====== Provided data ======
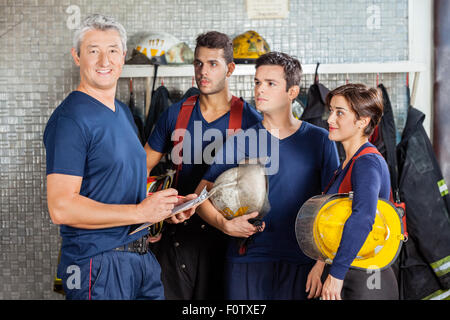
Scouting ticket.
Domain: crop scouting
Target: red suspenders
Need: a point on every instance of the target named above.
(235, 122)
(346, 186)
======
*Your task*
Only the lines from the one containing "Domain: crop scouting" through the end of the entries above should be written out, exactly and in full.

*Result below*
Domain: crop scouting
Target: red suspenders
Need: a point on every instance of the target named above.
(235, 122)
(346, 186)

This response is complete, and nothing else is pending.